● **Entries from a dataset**
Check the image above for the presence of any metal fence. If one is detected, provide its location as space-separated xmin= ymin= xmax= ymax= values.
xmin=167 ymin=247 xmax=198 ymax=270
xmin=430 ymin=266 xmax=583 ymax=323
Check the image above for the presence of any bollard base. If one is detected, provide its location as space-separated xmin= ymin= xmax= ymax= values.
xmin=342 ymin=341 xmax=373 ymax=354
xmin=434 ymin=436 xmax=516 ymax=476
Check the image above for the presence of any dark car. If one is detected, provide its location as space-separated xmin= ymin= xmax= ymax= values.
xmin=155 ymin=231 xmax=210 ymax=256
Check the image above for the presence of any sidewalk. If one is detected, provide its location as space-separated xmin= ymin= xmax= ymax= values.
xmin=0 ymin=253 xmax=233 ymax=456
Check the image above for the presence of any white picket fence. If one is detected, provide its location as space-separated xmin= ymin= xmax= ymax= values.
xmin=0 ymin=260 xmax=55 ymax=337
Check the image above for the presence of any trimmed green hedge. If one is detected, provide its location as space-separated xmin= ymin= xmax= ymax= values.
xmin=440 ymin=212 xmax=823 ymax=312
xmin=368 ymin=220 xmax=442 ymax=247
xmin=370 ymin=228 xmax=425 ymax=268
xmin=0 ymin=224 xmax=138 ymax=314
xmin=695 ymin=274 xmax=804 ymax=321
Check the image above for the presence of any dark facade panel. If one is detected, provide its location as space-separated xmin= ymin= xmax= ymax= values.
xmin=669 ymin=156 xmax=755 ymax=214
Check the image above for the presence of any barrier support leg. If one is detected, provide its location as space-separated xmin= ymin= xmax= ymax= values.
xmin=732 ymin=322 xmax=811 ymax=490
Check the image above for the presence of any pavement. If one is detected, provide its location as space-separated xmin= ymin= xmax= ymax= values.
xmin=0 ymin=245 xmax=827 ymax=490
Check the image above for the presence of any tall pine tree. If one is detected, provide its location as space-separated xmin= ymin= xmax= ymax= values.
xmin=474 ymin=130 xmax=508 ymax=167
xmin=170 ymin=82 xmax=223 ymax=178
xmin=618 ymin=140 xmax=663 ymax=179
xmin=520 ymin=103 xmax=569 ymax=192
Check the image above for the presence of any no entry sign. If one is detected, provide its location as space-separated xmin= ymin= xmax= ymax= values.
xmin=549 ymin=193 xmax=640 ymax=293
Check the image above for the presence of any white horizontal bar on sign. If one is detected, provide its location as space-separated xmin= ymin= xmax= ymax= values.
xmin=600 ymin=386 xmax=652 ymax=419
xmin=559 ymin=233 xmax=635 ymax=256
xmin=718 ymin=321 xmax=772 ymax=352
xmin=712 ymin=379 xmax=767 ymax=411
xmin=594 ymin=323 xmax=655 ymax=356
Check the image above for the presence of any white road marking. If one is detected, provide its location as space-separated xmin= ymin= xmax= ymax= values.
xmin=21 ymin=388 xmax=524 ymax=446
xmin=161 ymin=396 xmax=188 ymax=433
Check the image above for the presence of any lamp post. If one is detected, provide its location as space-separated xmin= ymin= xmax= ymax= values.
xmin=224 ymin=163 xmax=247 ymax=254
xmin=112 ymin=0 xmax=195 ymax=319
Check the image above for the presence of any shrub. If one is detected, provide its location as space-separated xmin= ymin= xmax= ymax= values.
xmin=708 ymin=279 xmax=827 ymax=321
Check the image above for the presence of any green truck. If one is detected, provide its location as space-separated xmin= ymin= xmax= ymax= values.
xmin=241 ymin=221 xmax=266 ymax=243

--

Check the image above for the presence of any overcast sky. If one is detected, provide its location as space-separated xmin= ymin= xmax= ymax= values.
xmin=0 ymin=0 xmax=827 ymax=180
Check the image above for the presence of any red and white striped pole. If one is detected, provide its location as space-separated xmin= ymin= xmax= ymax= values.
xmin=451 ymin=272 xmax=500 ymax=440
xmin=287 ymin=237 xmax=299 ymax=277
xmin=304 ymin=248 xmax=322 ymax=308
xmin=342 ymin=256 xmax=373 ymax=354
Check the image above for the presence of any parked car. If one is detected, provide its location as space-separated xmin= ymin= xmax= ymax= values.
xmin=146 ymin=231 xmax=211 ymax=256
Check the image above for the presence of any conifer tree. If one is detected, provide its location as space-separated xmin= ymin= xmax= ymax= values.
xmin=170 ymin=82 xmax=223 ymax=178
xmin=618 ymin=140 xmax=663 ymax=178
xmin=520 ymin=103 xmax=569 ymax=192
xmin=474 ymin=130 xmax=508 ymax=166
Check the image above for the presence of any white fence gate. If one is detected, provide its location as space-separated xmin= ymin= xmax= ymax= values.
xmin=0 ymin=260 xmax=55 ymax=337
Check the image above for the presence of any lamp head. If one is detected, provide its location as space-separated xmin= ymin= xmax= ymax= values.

● **Your instructions**
Can you copy out word for word the entries from the line containing "Check the image above for the presence of any barrier" up to and including the line containing "xmin=112 ymin=0 xmax=195 ymax=319"?

● **Answer to the exercise**
Check the image above for the presence of any barrier support leg. If one is detected, provide its location as space-separated xmin= ymin= xmax= ymax= values.
xmin=732 ymin=322 xmax=811 ymax=490
Check the image above for the presence of any pavement. If one is detected, provide its location as space-separated xmin= ymin= xmax= ymax= values.
xmin=0 ymin=245 xmax=827 ymax=490
Check the image above for the presence of any tall pine tree. If one is detected, provide its location as space-separated xmin= ymin= xmax= ymax= values.
xmin=474 ymin=130 xmax=508 ymax=167
xmin=170 ymin=82 xmax=223 ymax=178
xmin=618 ymin=140 xmax=663 ymax=179
xmin=520 ymin=103 xmax=569 ymax=192
Check the image above for the presence of any no entry sign. If one is detected, provide its location as space-separated xmin= ymin= xmax= ymax= values.
xmin=549 ymin=193 xmax=640 ymax=293
Check the image above for the presence of any white horizontal bar on sign. If one is detected, provide its location as space-separated xmin= ymin= xmax= ymax= values.
xmin=600 ymin=386 xmax=652 ymax=419
xmin=559 ymin=233 xmax=635 ymax=256
xmin=718 ymin=321 xmax=772 ymax=352
xmin=712 ymin=379 xmax=767 ymax=411
xmin=594 ymin=323 xmax=655 ymax=356
Check the image above for the presence of any white road marking. If one is detected, provide its location as space-separated xmin= ymin= xmax= ymax= values.
xmin=21 ymin=388 xmax=524 ymax=446
xmin=161 ymin=396 xmax=188 ymax=433
Check the image above for the presence of any lamp post. If one is detected, provide its location as space-separated xmin= ymin= xmax= ymax= values.
xmin=224 ymin=163 xmax=247 ymax=254
xmin=112 ymin=0 xmax=195 ymax=319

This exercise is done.